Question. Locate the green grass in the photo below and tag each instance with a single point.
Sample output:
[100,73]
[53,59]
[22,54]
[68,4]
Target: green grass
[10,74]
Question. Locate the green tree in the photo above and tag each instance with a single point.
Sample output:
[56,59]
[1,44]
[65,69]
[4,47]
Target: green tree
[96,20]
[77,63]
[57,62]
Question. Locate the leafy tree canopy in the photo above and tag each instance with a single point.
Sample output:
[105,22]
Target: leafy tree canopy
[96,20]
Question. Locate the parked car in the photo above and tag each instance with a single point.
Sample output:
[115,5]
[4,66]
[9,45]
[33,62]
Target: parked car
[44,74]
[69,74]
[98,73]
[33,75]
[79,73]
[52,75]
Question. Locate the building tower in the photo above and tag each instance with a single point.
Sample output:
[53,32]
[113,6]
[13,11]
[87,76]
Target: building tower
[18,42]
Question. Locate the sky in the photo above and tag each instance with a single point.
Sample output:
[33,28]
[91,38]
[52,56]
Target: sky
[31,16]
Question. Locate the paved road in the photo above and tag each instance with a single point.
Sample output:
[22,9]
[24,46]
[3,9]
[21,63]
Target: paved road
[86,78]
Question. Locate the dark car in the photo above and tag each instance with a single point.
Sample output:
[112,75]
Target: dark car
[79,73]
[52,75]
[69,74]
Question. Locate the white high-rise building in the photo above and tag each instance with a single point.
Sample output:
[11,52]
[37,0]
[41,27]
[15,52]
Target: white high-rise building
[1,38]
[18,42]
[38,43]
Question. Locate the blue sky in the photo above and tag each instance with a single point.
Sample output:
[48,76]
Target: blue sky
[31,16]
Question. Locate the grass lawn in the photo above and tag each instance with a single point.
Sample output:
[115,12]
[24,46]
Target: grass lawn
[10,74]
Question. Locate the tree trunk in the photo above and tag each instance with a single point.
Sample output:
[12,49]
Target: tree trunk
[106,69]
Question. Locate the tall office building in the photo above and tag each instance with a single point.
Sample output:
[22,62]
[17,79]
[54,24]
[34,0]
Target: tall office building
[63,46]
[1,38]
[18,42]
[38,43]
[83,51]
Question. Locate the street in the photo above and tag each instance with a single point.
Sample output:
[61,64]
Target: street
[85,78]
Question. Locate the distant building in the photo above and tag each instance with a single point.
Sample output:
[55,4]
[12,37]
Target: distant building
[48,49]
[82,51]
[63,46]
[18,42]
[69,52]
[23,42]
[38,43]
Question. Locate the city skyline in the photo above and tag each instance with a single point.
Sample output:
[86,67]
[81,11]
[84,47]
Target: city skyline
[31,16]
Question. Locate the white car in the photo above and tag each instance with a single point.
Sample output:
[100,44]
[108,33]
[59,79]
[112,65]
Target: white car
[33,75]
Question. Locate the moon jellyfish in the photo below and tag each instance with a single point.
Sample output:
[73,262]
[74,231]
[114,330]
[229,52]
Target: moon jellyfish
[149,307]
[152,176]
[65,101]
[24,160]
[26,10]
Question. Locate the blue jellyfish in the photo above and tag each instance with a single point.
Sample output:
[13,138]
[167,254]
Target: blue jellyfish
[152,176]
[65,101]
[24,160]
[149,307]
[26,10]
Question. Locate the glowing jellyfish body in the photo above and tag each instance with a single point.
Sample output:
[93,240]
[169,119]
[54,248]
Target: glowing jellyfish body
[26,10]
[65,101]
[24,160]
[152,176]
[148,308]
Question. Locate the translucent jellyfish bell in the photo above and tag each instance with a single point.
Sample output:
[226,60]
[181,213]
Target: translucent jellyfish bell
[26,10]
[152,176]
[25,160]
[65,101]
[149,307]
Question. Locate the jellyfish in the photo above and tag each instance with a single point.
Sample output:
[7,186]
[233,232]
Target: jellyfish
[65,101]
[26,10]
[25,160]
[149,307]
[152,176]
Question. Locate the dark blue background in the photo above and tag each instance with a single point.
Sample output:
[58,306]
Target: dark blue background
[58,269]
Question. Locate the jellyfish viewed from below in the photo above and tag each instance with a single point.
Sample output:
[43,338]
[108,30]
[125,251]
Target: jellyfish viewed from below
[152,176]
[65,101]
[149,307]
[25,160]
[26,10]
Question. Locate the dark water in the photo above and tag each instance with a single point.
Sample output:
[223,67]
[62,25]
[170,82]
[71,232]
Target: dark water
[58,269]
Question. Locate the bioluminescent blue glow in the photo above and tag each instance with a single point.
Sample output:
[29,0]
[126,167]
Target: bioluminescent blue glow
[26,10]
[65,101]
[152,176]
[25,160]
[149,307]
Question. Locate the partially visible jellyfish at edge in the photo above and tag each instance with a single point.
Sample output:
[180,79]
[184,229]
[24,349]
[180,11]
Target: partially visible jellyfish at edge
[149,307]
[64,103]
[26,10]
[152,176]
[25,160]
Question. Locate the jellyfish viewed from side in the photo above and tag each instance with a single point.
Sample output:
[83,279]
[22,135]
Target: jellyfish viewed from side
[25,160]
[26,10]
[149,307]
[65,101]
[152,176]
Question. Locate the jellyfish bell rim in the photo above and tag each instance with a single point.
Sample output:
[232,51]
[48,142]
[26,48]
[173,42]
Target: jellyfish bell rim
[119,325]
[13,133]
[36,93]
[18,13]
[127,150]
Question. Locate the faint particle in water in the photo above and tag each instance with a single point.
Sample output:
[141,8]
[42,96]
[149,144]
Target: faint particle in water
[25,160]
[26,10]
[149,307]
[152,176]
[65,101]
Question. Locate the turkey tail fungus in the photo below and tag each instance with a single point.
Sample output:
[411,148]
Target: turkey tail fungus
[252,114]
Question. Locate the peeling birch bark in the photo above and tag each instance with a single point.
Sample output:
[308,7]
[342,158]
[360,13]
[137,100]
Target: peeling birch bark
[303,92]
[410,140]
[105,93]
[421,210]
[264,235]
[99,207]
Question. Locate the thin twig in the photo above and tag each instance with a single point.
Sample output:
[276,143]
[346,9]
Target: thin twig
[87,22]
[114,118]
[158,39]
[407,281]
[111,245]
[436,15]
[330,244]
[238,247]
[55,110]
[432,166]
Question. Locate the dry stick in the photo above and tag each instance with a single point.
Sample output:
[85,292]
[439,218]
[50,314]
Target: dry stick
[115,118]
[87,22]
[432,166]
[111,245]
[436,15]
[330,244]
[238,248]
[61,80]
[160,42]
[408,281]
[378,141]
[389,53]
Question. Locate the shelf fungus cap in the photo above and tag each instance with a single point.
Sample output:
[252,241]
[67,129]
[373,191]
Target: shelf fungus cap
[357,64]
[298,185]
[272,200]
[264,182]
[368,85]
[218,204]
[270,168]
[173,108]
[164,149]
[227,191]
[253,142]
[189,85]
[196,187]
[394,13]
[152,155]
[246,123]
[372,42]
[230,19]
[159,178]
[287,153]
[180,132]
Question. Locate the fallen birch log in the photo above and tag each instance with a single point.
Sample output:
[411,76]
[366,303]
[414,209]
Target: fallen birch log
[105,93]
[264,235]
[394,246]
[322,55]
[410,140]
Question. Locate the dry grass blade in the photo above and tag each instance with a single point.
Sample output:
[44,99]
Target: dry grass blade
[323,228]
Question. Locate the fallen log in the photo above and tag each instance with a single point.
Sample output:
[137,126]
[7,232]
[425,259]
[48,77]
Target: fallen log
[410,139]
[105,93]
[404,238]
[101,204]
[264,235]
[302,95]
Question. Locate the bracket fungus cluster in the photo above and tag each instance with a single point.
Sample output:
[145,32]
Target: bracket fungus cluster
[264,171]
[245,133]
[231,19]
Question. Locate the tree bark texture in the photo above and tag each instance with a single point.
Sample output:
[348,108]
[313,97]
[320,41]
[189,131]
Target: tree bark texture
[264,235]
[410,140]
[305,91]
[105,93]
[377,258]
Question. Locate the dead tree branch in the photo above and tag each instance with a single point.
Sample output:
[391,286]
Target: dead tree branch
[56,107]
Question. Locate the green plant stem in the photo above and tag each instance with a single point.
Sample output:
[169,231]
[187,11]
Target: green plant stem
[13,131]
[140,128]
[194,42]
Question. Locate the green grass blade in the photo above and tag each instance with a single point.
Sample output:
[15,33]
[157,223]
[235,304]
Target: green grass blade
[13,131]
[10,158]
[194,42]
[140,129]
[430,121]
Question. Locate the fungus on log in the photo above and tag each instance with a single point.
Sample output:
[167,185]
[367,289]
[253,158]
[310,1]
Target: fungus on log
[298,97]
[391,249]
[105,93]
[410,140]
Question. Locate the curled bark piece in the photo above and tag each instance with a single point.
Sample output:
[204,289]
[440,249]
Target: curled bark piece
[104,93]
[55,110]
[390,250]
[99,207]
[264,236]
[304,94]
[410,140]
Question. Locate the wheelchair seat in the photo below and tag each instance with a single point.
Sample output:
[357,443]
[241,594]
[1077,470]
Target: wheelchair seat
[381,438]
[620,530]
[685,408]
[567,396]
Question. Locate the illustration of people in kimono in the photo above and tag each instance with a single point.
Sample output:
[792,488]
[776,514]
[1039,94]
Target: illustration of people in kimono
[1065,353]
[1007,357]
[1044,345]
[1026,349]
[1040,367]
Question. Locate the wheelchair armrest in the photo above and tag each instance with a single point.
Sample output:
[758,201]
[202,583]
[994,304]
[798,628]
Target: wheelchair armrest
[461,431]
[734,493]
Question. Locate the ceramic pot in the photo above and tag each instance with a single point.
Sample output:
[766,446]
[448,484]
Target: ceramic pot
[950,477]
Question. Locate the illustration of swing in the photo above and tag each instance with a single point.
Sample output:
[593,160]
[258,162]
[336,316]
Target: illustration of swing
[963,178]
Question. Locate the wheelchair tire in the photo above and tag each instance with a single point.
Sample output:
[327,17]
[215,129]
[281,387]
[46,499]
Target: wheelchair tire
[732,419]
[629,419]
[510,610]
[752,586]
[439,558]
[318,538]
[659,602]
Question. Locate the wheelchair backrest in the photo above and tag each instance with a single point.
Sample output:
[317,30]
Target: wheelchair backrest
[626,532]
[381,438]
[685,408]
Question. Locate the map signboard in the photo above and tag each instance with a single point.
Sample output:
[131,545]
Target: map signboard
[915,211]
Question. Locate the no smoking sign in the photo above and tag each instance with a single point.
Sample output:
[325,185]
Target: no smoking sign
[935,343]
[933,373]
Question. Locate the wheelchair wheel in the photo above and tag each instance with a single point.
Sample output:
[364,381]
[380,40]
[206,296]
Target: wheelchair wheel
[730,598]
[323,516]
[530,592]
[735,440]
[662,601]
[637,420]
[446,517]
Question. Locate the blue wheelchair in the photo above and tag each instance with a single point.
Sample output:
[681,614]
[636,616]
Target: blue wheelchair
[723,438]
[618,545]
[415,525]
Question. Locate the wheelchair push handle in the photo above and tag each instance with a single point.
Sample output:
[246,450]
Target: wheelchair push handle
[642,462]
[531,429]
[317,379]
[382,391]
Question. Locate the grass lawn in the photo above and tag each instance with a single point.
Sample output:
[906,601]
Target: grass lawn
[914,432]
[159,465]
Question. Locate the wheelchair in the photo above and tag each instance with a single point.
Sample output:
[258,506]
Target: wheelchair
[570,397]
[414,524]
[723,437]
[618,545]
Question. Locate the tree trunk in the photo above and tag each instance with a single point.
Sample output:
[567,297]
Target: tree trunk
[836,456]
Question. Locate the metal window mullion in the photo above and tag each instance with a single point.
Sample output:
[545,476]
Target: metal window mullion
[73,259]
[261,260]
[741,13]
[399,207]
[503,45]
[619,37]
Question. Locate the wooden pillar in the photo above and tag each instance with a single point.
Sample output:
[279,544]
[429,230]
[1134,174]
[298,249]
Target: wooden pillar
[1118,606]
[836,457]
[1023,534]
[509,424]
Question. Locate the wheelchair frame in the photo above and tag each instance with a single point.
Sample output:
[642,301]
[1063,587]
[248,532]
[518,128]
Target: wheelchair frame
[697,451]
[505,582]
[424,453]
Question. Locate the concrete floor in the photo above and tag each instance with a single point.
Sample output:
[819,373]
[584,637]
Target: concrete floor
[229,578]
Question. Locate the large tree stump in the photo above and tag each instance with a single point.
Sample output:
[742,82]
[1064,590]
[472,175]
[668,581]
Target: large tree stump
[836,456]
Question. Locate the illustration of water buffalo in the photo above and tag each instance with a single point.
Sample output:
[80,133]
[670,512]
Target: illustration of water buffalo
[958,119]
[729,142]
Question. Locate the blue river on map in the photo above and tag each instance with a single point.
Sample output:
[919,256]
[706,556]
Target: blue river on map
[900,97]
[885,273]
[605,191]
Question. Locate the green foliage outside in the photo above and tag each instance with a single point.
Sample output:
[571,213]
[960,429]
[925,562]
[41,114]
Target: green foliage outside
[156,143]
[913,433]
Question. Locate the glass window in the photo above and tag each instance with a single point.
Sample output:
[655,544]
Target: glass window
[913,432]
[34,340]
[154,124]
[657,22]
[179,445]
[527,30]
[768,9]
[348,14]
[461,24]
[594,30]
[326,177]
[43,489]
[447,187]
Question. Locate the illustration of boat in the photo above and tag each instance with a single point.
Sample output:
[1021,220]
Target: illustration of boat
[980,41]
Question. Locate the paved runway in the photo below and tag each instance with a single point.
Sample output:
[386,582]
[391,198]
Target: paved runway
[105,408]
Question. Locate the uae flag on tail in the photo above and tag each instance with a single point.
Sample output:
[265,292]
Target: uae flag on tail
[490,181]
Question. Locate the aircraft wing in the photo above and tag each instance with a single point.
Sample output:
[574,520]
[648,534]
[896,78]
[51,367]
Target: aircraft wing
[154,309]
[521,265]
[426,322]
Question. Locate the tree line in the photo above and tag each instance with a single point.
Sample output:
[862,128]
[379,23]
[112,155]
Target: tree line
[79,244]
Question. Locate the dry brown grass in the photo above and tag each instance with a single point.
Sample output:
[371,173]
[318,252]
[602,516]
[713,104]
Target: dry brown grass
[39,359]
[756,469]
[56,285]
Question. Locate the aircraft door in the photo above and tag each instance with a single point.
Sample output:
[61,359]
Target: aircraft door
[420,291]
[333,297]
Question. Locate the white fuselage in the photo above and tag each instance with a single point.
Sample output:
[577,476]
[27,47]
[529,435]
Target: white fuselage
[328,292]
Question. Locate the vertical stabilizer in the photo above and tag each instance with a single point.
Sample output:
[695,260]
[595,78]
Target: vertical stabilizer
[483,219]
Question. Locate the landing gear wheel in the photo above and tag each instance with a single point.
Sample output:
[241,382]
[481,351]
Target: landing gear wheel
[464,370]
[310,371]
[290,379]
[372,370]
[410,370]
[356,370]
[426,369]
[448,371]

○ ○ ○

### Stated problem
All lines from the line containing "Question. Locate the tree line" through the end of the listing above are to be duplicated exactly; include both ends and nothing further.

### Response
Question. Locate the tree line in the photo above and tag each instance with a single point.
Sample output:
[862,128]
[379,23]
[112,155]
Target: tree line
[79,244]
Question. Locate the dry brown grass in the photo above and tag each instance with a single point.
Sample output:
[371,173]
[318,252]
[602,516]
[713,104]
Target: dry brown grass
[39,359]
[756,469]
[56,285]
Question. Locate the aircraft door in the photo above and tag each instance with a single point.
Sample output:
[61,359]
Target: aircraft door
[420,291]
[333,297]
Question. Locate the white fuselage in the photo above and tag each instance with a single point.
Sample output:
[577,476]
[27,47]
[529,435]
Target: white fuselage
[328,292]
Question. Locate the vertical stabilizer in the photo above and tag each instance with a single point.
Sample output:
[695,260]
[595,78]
Target: vertical stabilizer
[483,219]
Question. Locate the landing gear wheel in the photo above and tag each instance with a single point.
Sample output:
[241,382]
[481,351]
Target: landing gear wheel
[464,370]
[310,371]
[290,379]
[372,370]
[410,370]
[356,370]
[426,369]
[448,371]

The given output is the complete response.